* _Dataset entries about object locations_:
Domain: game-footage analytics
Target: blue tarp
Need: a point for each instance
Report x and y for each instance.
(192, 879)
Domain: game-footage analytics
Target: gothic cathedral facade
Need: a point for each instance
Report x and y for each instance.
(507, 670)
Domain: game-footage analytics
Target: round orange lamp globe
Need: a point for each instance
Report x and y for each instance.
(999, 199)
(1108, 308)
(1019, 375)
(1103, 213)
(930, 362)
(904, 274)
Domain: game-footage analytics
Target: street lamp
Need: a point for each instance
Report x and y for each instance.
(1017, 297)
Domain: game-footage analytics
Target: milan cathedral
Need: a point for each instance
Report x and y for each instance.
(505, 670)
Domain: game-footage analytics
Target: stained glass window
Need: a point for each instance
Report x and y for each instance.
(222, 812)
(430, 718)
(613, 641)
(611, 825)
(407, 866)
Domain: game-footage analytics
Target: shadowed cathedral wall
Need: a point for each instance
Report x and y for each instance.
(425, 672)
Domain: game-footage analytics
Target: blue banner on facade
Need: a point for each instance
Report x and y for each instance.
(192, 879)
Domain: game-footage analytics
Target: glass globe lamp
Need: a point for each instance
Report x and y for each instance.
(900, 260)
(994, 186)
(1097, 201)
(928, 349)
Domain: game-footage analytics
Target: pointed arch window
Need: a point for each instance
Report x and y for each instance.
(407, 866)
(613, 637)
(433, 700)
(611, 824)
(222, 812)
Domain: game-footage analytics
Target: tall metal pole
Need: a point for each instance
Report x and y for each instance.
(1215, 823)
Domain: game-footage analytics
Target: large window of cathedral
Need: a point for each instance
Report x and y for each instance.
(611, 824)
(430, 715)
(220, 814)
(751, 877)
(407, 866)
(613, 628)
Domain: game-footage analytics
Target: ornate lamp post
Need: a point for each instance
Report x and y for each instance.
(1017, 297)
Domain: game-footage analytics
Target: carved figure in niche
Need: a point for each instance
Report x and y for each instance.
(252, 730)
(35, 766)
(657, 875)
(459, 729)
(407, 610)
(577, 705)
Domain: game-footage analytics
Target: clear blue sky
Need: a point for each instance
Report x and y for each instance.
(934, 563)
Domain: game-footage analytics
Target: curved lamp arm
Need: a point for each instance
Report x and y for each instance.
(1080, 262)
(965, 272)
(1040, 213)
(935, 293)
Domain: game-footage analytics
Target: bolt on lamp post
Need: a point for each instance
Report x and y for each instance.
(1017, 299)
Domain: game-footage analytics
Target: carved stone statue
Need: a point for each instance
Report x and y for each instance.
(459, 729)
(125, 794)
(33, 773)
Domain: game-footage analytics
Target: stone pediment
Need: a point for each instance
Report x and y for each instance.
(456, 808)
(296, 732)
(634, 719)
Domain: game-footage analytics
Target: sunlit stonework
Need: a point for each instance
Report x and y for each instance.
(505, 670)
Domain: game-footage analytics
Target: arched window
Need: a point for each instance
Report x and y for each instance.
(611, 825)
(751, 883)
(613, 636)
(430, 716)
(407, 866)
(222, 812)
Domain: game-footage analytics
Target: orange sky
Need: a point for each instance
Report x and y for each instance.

* _Exercise prompt_: Begin at the start of the entries and stop after the line that contains "(1215, 823)". Rewrite all of those lines, requests included, adding 143 to every x and y coordinate in the answers.

* _Reply to the task_:
Domain: game-footage analytics
Target: blue tarp
Need: a point for each instance
Report x and y for each instance.
(335, 1022)
Domain: game-footage analytics
Target: gothic cathedral facade
Need: a point for each instance
Report x and y for each instance.
(650, 813)
Domain: game-footage analytics
Target: round orange lamp globe
Need: a point for each instance
Report x and y for each instance.
(1142, 342)
(1251, 451)
(1162, 518)
(1246, 356)
(1073, 505)
(1047, 417)
Domain: game-footage analytics
Target: street lamp
Need: a point for each instance
Report x and y for each instance.
(1160, 440)
Domain: game-footage analytics
Target: milan cathedral
Need: a point for each instance
Report x and y for each instance.
(648, 813)
Domain: game-footage analytics
Target: stained glass window
Need: a point for each instance
Report x and y for each instance.
(365, 955)
(573, 861)
(756, 784)
(754, 968)
(550, 1009)
Domain: game-footage analytics
Target: shadowed cathedral wall
Need: a point for each instance
Report x and y for each instance.
(568, 815)
Domain: game-footage analytics
Target: blue banner on facade
Need: a point for each instance
Report x and y for each instance.
(335, 1022)
Domain: game-footage analytics
Target: glass globe lamp
Need: a point for each instance
Report x and y for each instance.
(1043, 403)
(1137, 329)
(1240, 344)
(1071, 492)
Domain: game-footage analytics
Target: pointed arch window
Need: a point for each instance
Report x and y for each instance.
(550, 1009)
(756, 780)
(576, 843)
(754, 967)
(365, 955)
Domain: game-footage analytics
Target: tall metal pole
Need: a point for each instance
Report x and y for each instance.
(1358, 966)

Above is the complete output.